**AIM OF THE EXERCISE:**
Edit the essay on civility from "You can be excused" up to and including "might get slugged.", putting "punched" in place of "slugged", and give that stretch back in full.

**SUPPLIED PASSAGE:**
▽
‘Coarsened” is a word you’ve probably heard more and more frequently in the past few years. It’s most often applied to the state of public discourse in our country, particularly in the political sphere.
Lately, some of our political candidates have been calling one another names, using schoolyard taunts and shouting over one another during televised debates. There have even been articles written that used insights from child psychologists to aid parents hoping to teach their children that this is not how adults should behave. On top of that, your social media feeds (Facebook, Twitter and the like) may be filled with increasing levels of invective. Even in our own church many Catholics seem ready to call another person a “bad Catholic” at the drop of a biretta.
You can be excused for feeling that having a conversation on a controversial topic might prove dangerous for your emotional, psychological, spiritual and maybe even physical health. You might get slugged.
All this reminds me of some great advice I once heard from the Jesuit historian John W. O’Malley, author of several books, including The First Jesuits and What Happened at Vatican II? But it isn’t an aperçu from St. Ignatius Loyola or one of the early Jesuits. Rather, this wisdom came from an older Jesuit whom John had once known. They were three rules for getting along in Jesuit community: (1) You’re not God; (2) This isn’t heaven; (3) Don’t be a jerk. That last one was originally in saltier language—using a synonym for a kind of donkey—but it still works.
The first two are essential for life in general. “You’re not God” has multiple implications. First, you can’t change most things, so stop trying. Second, you’re not in charge, so stop acting as if you were. And third, you don’t know everything, so stop acting as if you do. It brings calm, perspective and humility.
The second dictum, “This isn’t heaven” can help to reduce the complaining you do. For example, if you live in a Jesuit community where the roof leaks (as ours once did, in my room, for several months) or where the elevator apparently runs up and down on a stream of molasses (as ours has always done), you are reminded to complain less because, well, this isn’t heaven.
△
**RECORDED DATA:**
▽
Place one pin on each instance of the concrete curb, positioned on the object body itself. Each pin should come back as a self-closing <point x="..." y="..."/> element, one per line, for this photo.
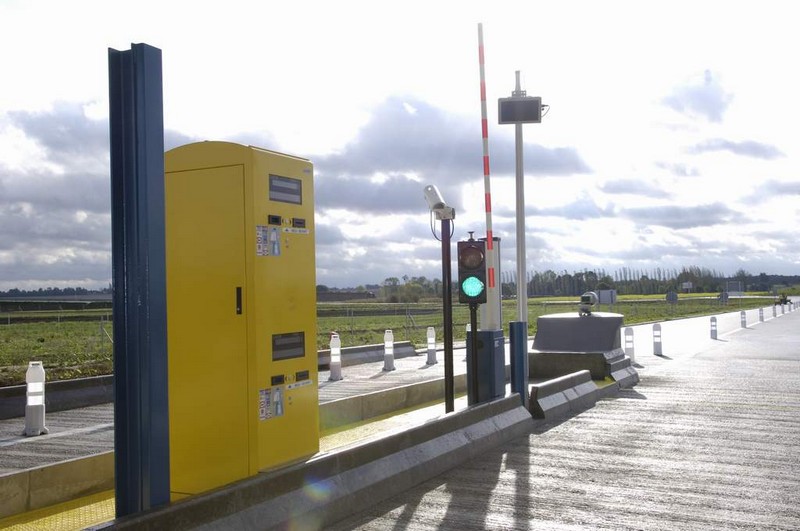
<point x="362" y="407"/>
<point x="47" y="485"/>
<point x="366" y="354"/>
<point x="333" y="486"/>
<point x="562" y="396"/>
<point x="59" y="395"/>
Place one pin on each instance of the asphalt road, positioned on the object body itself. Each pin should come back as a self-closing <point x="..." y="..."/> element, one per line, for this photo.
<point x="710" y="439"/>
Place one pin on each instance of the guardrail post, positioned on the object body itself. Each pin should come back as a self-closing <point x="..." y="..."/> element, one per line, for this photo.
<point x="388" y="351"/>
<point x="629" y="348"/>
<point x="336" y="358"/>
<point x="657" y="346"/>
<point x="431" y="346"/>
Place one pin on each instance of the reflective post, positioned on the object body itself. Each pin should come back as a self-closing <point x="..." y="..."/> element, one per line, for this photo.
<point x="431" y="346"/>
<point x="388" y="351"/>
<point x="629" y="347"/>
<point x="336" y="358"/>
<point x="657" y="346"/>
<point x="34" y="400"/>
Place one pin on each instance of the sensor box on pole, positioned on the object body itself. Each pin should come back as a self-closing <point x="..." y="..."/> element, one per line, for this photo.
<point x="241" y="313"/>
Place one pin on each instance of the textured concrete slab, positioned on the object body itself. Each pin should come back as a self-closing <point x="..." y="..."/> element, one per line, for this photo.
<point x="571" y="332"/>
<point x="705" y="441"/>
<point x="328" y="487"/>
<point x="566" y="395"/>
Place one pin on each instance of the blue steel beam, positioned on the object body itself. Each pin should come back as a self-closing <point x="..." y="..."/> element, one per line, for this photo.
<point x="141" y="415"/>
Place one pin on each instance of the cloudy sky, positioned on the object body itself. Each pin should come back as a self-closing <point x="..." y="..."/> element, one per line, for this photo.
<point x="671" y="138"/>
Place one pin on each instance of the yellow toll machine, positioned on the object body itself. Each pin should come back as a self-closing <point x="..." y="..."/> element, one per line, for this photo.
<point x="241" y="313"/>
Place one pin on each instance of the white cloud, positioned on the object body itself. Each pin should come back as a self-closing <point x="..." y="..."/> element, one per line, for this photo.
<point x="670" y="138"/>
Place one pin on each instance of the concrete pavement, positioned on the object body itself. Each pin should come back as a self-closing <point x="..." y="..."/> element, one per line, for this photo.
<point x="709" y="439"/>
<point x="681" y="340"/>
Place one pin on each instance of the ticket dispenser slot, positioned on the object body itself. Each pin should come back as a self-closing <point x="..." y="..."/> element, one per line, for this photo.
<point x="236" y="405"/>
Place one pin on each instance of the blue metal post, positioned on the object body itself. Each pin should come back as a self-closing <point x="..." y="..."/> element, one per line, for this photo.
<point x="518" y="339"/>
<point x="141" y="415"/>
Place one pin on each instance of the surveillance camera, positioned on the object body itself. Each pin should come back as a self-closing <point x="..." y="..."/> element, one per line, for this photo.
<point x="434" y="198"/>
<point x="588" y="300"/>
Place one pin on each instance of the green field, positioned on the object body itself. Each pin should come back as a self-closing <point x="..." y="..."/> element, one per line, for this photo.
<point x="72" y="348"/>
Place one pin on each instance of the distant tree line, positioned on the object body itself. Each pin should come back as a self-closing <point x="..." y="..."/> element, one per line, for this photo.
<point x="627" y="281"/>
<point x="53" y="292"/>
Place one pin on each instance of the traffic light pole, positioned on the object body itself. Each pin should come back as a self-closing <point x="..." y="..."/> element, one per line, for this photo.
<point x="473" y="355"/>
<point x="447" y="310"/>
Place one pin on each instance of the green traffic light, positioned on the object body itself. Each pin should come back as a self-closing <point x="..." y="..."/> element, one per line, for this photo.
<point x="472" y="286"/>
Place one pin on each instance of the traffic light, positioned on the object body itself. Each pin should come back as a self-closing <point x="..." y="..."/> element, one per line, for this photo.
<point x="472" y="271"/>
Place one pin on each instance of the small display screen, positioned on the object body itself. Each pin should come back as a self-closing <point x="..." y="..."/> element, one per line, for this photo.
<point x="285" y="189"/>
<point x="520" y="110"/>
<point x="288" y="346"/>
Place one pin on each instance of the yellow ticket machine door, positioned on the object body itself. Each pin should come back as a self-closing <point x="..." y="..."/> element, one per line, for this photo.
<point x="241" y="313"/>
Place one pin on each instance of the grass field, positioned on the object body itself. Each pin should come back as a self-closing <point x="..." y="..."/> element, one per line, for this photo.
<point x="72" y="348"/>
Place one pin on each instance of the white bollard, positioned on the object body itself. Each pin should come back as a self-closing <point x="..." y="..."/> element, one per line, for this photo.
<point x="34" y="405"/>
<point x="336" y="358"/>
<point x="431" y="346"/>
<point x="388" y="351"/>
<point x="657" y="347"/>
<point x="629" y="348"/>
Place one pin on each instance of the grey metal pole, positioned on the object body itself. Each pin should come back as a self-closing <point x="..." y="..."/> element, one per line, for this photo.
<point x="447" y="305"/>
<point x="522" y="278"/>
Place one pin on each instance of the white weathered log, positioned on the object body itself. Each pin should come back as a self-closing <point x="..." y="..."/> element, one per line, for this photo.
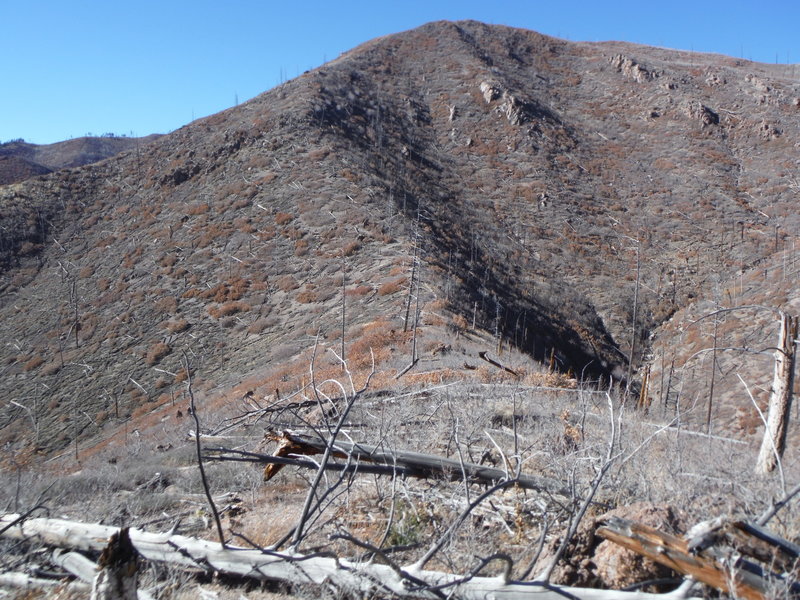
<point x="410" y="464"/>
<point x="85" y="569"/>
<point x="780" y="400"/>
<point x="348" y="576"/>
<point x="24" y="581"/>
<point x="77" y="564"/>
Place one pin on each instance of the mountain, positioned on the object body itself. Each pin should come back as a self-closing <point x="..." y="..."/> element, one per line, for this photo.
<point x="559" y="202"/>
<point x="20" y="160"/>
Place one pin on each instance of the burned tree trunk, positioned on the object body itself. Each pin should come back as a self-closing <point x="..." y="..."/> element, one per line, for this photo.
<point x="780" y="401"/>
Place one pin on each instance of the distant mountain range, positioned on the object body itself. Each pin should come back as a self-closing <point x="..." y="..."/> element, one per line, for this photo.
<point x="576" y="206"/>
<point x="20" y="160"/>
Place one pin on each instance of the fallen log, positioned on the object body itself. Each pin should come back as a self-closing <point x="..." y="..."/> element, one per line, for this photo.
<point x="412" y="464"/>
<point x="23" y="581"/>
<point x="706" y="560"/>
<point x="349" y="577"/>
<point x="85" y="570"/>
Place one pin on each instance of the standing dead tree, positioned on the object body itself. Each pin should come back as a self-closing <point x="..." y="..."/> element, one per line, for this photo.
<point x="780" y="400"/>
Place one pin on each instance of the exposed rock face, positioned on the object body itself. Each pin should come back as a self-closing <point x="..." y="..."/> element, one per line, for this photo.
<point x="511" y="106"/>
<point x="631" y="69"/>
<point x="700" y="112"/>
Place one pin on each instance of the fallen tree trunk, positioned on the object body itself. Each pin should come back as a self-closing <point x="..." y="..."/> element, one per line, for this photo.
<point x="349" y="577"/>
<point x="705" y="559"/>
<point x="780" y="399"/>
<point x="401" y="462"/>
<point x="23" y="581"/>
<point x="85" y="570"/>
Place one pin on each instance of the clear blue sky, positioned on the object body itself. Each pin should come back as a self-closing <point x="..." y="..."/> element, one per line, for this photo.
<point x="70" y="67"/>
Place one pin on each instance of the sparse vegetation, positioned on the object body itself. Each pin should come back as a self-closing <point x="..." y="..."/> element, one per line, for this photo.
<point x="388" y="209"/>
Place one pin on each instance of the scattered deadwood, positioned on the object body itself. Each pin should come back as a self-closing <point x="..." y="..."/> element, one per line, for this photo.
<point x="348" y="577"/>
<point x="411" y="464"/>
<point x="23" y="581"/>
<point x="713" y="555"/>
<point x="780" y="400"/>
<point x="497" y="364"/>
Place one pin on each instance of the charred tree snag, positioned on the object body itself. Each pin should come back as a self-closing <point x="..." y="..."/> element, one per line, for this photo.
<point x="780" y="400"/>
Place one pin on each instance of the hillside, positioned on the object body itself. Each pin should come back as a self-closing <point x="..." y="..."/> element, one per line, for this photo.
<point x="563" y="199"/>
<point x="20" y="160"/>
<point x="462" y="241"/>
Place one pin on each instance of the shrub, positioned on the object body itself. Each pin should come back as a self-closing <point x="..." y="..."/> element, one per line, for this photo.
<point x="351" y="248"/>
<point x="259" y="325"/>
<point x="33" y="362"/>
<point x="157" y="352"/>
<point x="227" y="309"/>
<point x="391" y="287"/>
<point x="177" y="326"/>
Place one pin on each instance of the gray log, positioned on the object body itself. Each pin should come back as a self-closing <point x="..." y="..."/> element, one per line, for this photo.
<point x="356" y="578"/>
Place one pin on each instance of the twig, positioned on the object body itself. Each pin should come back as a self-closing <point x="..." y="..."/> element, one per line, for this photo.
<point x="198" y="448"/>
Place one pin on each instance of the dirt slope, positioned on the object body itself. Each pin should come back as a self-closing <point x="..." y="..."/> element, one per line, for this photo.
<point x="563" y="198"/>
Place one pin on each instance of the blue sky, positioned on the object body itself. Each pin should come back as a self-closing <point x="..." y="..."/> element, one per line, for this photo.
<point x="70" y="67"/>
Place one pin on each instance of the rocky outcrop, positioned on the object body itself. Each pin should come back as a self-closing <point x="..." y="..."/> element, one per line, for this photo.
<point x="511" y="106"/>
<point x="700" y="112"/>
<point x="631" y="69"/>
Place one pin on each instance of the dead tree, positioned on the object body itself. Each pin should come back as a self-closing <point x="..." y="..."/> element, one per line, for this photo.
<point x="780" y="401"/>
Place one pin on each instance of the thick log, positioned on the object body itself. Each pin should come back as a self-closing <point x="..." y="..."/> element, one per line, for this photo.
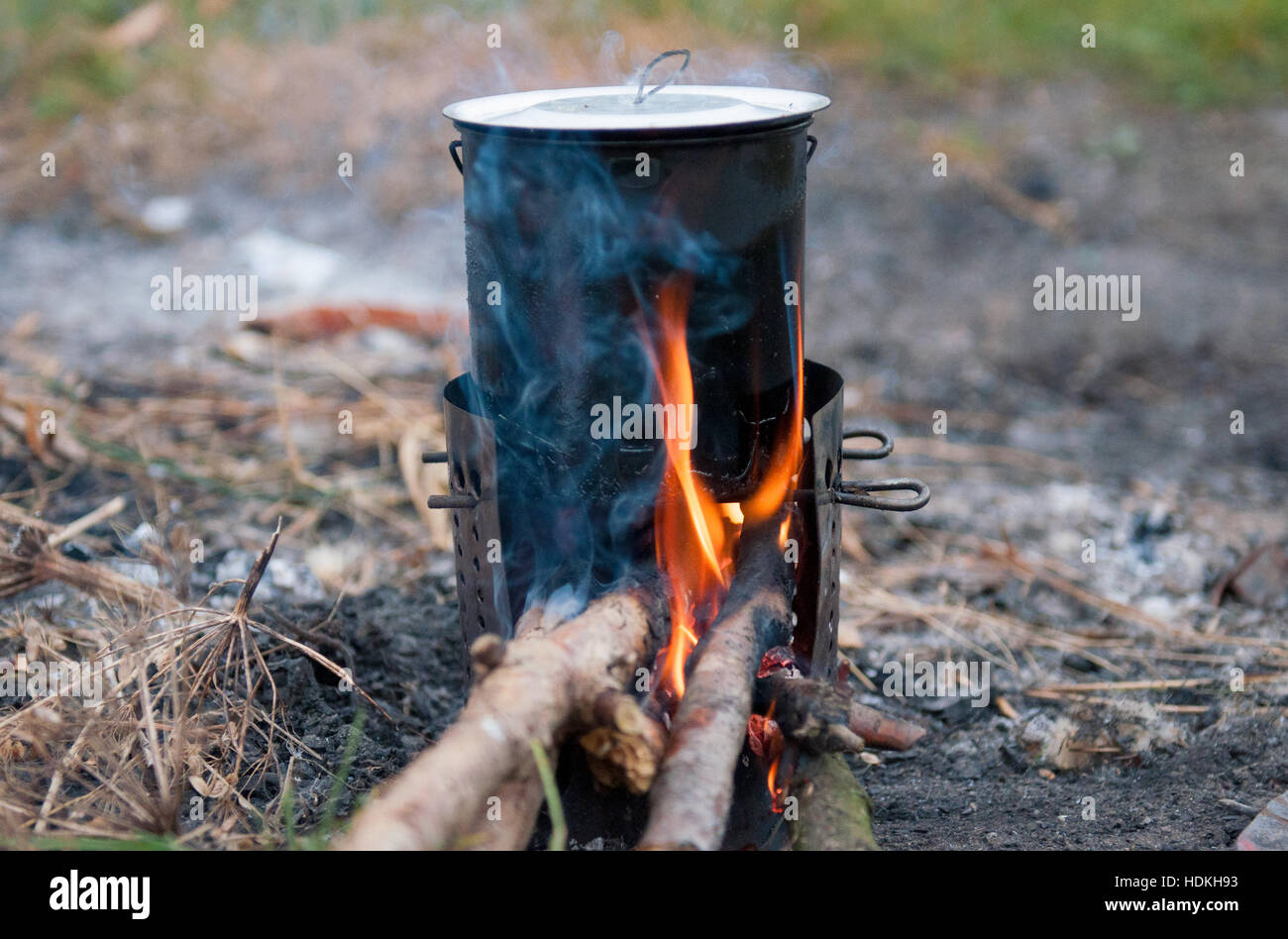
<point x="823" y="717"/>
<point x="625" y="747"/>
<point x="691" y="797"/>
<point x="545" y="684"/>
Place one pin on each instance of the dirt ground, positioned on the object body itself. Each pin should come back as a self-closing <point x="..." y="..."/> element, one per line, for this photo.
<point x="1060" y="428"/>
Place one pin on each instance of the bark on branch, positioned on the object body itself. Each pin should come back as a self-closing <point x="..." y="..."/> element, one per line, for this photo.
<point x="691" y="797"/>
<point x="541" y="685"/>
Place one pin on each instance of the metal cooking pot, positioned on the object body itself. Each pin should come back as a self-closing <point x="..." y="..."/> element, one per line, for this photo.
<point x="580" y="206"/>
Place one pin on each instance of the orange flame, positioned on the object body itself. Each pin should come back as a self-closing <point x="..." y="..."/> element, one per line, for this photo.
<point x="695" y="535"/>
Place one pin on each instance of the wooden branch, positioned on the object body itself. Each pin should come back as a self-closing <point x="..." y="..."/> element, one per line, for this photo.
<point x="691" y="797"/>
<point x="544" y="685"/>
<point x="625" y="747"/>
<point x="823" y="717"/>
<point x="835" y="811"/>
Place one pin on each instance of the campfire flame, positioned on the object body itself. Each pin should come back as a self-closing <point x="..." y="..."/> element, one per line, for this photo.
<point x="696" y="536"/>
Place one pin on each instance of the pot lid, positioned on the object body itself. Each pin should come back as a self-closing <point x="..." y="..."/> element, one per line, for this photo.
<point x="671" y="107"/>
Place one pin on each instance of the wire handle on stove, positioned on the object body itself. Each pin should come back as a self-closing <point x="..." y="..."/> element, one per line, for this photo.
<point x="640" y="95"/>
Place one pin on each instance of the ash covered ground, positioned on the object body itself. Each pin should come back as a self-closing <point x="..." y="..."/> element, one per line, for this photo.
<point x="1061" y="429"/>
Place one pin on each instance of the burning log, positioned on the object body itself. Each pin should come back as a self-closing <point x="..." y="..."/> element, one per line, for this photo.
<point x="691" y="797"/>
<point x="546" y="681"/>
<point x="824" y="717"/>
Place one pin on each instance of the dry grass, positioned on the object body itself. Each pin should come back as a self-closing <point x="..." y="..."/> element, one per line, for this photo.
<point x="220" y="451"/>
△
**COMPLETE OUTPUT:**
You can be excused for feeling that having a conversation on a controversial topic might prove dangerous for your emotional, psychological, spiritual and maybe even physical health. You might get punched.